__Instrucción A__. Busca en las entradas de más abajo cada línea que contenga la palabra "eyeglasses" y cópiala sin alterarla.
——————————
Ese desarrollo hizo que el joven de 26 años en aquel entonces pudiera competir por un puesto en el equipo titular. Pasó a ser un jugador indiscutible y uno de los principales líderes en el camerino del equipo rimense, con un mínimo de 0,32 de promedio de gol por temporada hasta 1997 (20 goles en 1993, 14 en 1994, 27 en 1995 y, 11 en 1996), una extraordinaria capacidad goleadora, fundamental en la obtención del tricampeonato de 1994, 1995 y 1996 para la “máquina celeste”. En 1997, no solo había marcado nueve goles en el torneo local, sino que además había aportado tres goles para la mítica y heroica campaña de Sporting Cristal en la Copa Libertadores que, tras superar la fase de grupos, en la cual pasó como tercero tras jugar con los todopoderosos Gremio, Cruzeiro (en un spoiler de la final) y Alianza Lima, el conjunto de la Florida derrotó a Vélez Sarsfield en Octavos de final, Bolívar en Cuartos de final y Racing en Semifinales para llegar a la final contra Cruzeiro, en el cual habían empatado a 0 en el partido de ida en Lima. El optimismo era tal que los titulares del Diario el Bocón: “Hoy será nuestra” y de Caretas: “Por una Copa de Cristal”, reflejaban el optimismo de la sociedad peruana. Un sueño que estaba a 26 minutos de culminar. Justamente, en el minuto 64, el tiro libre que estaba por realizar Nolberto Solano en el Mineirao ha puesto en alerta a los espectadores brasileños que sintieron que les arrebataban la Copa.
——————————
__Instrucción B__. Transcribe completo y sin ningún cambio el texto sobre Sporting Cristal que aparece arriba.
——————————
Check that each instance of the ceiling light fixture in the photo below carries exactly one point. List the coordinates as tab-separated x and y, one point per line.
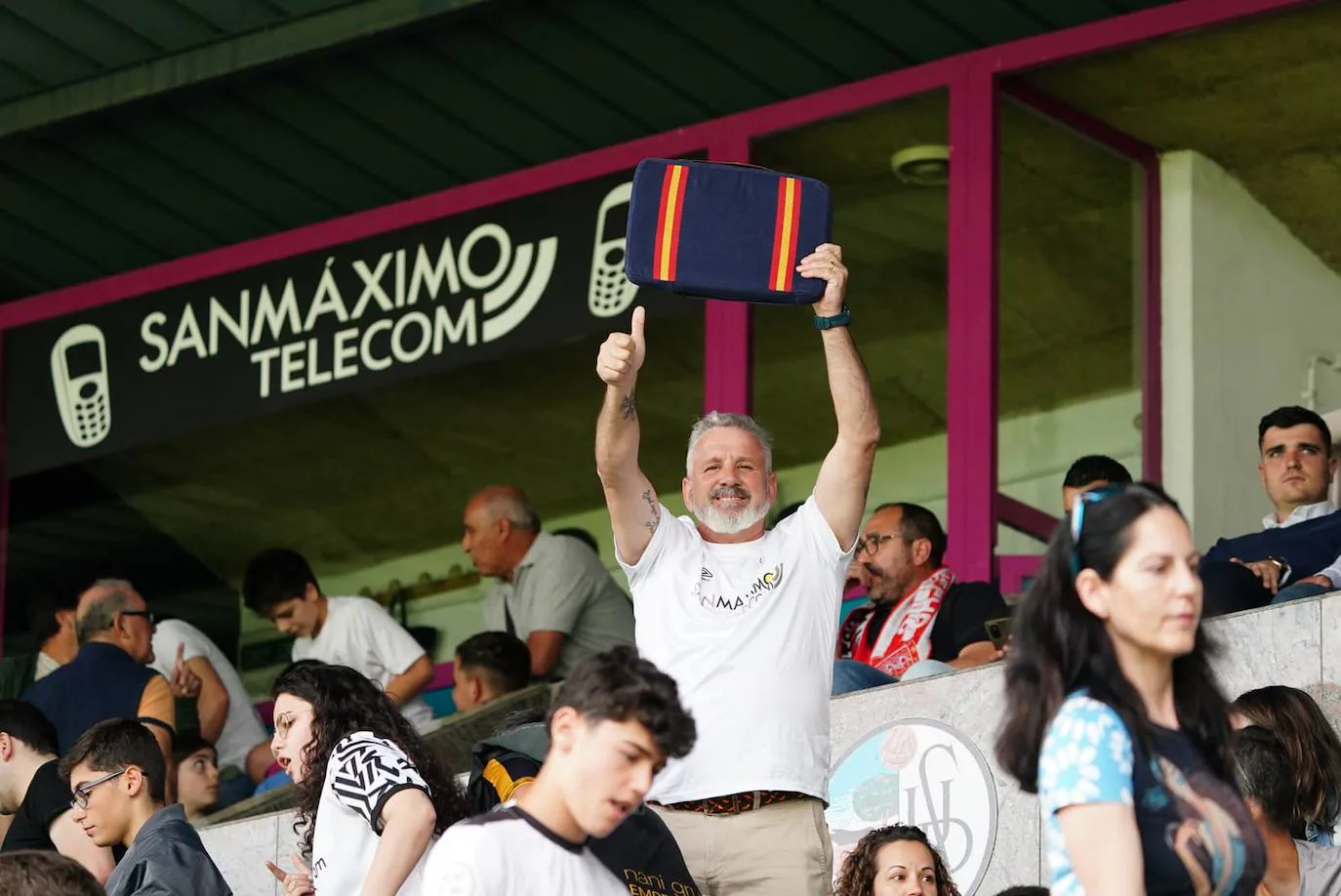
921	165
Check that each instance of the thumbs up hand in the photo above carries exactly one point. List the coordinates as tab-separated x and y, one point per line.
623	353
183	681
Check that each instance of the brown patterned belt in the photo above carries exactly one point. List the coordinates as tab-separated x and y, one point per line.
735	803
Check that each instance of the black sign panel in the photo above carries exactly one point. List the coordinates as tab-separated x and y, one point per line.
475	286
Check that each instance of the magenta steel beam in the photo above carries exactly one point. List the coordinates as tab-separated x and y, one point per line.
727	326
1025	518
1121	31
1079	122
4	504
1013	569
971	325
1148	157
456	200
1013	57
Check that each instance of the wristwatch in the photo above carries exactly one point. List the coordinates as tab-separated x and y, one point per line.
839	319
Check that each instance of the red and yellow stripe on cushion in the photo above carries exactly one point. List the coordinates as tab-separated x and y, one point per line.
785	235
668	222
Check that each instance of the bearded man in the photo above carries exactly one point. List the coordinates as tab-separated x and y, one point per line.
743	619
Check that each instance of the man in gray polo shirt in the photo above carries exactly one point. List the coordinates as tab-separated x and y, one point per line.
552	591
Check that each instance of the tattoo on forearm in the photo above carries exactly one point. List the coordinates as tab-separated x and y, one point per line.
656	512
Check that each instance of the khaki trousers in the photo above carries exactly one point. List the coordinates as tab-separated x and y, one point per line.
778	850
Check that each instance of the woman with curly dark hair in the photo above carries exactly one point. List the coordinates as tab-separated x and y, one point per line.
369	794
895	860
1312	748
1114	716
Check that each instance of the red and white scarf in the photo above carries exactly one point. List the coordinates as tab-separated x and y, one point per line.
906	636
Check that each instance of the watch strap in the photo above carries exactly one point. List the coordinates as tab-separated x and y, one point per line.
839	319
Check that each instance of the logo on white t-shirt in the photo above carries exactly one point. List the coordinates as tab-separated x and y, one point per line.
917	771
757	589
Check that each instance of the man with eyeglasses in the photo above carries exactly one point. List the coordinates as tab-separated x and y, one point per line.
108	677
32	795
117	776
920	620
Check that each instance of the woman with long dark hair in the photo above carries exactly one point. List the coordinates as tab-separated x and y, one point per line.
1312	748
892	861
369	794
1114	716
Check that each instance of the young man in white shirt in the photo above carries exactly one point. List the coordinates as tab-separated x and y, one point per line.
341	631
616	720
743	619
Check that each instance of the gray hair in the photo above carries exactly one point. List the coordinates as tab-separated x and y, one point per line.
738	420
515	508
111	595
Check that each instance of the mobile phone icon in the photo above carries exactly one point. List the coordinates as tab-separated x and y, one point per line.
79	379
610	290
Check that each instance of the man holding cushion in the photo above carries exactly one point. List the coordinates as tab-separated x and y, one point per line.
743	617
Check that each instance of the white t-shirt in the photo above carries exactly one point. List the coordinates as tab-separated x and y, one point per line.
361	634
242	726
508	852
361	776
748	631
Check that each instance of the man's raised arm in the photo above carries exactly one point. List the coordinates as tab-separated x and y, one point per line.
634	509
845	473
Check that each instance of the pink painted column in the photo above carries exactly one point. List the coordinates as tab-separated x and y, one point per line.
971	325
1152	302
727	326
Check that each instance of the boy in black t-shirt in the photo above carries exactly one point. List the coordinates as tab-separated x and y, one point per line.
614	723
34	794
641	848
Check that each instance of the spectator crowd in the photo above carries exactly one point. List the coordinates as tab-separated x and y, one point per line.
687	745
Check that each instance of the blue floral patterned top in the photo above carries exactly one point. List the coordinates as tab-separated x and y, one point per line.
1197	835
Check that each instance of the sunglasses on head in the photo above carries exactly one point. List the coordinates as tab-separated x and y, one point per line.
1085	498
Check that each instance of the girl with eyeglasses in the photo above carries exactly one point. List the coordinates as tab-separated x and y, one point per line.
1114	716
369	794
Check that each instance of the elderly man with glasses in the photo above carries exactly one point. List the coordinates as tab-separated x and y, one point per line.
920	620
108	676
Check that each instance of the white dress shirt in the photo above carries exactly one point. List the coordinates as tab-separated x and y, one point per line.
1302	514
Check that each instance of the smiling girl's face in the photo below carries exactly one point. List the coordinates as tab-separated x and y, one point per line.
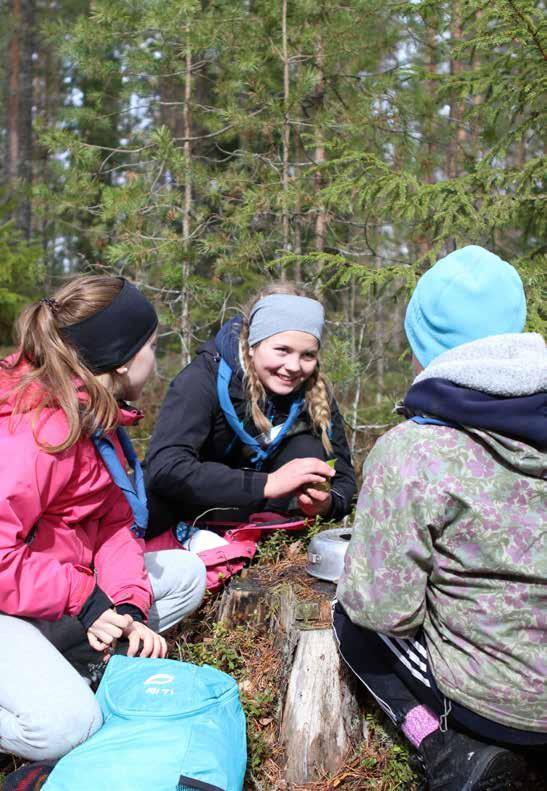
283	362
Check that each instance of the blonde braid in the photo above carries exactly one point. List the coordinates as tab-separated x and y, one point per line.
254	387
318	398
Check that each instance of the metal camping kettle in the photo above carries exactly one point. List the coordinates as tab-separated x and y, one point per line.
326	553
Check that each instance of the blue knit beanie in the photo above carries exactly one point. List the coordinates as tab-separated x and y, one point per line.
467	295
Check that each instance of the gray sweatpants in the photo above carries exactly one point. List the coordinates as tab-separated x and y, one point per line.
46	707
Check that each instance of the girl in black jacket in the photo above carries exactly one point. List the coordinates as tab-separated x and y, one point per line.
250	423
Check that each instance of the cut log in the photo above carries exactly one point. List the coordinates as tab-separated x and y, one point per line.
321	717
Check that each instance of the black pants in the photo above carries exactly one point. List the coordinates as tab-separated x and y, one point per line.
397	673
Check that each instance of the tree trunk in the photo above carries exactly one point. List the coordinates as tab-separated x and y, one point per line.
321	717
286	135
185	324
321	217
18	153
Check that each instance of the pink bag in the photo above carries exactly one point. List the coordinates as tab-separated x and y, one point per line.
224	561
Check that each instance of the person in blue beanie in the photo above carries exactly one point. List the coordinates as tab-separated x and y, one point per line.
441	606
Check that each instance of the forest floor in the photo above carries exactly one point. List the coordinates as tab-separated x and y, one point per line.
248	653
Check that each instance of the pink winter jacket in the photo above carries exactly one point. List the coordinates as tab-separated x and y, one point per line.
64	524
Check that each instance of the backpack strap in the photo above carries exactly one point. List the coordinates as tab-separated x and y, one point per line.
424	420
260	454
135	495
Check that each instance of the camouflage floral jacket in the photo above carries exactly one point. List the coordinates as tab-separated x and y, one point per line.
450	535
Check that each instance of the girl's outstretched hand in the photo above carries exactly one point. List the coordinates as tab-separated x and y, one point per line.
107	629
295	475
153	644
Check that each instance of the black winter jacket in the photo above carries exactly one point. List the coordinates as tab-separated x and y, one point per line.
194	462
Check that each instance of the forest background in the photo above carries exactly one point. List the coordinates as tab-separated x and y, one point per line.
204	148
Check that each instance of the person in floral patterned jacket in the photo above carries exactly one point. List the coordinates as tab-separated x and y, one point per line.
441	606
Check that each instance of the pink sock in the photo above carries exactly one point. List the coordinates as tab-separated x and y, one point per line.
419	723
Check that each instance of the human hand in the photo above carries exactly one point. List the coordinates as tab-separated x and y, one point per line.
313	502
153	645
296	474
107	628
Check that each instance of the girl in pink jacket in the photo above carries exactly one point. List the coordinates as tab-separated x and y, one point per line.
72	566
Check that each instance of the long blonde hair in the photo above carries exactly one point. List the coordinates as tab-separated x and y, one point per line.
317	391
56	372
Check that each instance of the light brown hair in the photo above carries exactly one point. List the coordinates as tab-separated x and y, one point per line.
47	372
317	392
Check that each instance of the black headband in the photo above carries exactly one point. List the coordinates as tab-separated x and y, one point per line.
114	335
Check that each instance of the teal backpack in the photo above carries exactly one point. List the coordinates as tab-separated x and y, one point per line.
168	726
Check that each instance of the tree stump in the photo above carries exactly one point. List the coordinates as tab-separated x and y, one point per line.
320	717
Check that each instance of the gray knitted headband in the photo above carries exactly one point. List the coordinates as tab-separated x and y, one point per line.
283	313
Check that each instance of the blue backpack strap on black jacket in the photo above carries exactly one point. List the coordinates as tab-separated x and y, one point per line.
135	495
260	454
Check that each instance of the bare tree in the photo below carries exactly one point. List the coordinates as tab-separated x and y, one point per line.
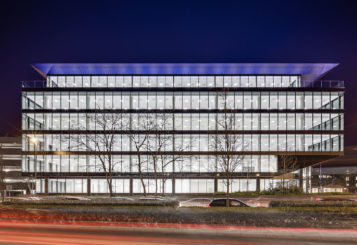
228	144
103	143
141	143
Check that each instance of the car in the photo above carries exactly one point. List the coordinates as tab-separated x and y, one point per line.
74	198
151	199
333	199
222	202
196	202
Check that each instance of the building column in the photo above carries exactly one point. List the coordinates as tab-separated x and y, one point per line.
131	185
46	186
258	184
88	186
301	179
215	184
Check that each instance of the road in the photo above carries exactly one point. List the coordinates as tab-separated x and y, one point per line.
12	232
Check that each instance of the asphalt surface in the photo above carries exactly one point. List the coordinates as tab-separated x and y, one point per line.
30	233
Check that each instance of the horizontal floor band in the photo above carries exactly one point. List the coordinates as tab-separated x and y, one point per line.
183	111
178	132
214	153
186	89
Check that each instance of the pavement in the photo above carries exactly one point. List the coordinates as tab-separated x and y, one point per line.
20	232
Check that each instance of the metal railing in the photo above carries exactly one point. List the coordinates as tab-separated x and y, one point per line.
324	84
35	84
302	84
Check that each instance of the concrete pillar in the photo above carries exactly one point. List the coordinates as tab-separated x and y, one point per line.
258	184
88	186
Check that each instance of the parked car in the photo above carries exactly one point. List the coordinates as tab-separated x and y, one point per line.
222	202
196	202
333	199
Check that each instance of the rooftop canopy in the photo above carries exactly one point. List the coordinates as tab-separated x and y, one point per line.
309	71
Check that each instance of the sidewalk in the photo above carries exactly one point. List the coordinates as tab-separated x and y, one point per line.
306	234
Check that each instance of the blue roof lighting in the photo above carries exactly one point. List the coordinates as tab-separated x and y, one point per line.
309	71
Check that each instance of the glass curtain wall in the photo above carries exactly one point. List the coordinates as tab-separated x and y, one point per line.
268	122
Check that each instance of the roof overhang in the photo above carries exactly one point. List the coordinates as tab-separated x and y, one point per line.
309	71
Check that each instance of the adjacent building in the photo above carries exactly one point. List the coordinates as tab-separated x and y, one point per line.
336	175
279	111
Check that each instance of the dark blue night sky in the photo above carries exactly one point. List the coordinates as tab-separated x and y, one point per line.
175	31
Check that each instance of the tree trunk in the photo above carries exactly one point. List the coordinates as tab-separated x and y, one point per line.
227	193
155	176
141	175
110	185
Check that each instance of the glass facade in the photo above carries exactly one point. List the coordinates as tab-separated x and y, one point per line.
273	115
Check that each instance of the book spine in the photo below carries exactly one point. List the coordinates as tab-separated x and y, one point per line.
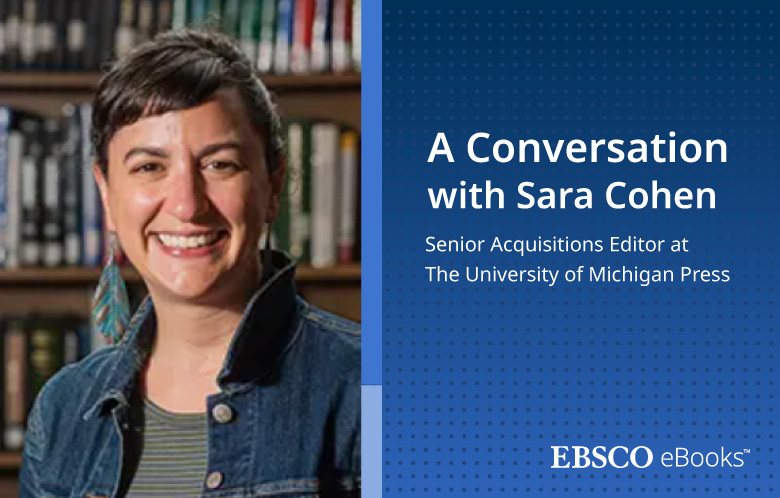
——————————
__Solución escrita A__.
Check that each instance of the man with eyeglasses in the photo above carries exactly one point. List the coordinates as tab-separated x and y, one point per line.
Check that each instance of the girl with eyeglasses in the photo above carries exactly one point. List the coordinates as tab-separated x and y, one point per line.

__Solución escrita B__.
Ese desarrollo hizo que el joven de 26 años en aquel entonces pudiera competir por un puesto en el equipo titular. Pasó a ser un jugador indiscutible y uno de los principales líderes en el camerino del equipo rimense, con un mínimo de 0,32 de promedio de gol por temporada hasta 1997 (20 goles en 1993, 14 en 1994, 27 en 1995 y, 11 en 1996), una extraordinaria capacidad goleadora, fundamental en la obtención del tricampeonato de 1994, 1995 y 1996 para la “máquina celeste”. En 1997, no solo había marcado nueve goles en el torneo local, sino que además había aportado tres goles para la mítica y heroica campaña de Sporting Cristal en la Copa Libertadores que, tras superar la fase de grupos, en la cual pasó como tercero tras jugar con los todopoderosos Gremio, Cruzeiro (en un spoiler de la final) y Alianza Lima, el conjunto de la Florida derrotó a Vélez Sarsfield en Octavos de final, Bolívar en Cuartos de final y Racing en Semifinales para llegar a la final contra Cruzeiro, en el cual habían empatado a 0 en el partido de ida en Lima. El optimismo era tal que los titulares del Diario el Bocón: “Hoy será nuestra” y de Caretas: “Por una Copa de Cristal”, reflejaban el optimismo de la sociedad peruana. Un sueño que estaba a 26 minutos de culminar. Justamente, en el minuto 64, el tiro libre que estaba por realizar Nolberto Solano en el Mineirao ha puesto en alerta a los espectadores brasileños que sintieron que les arrebataban la Copa.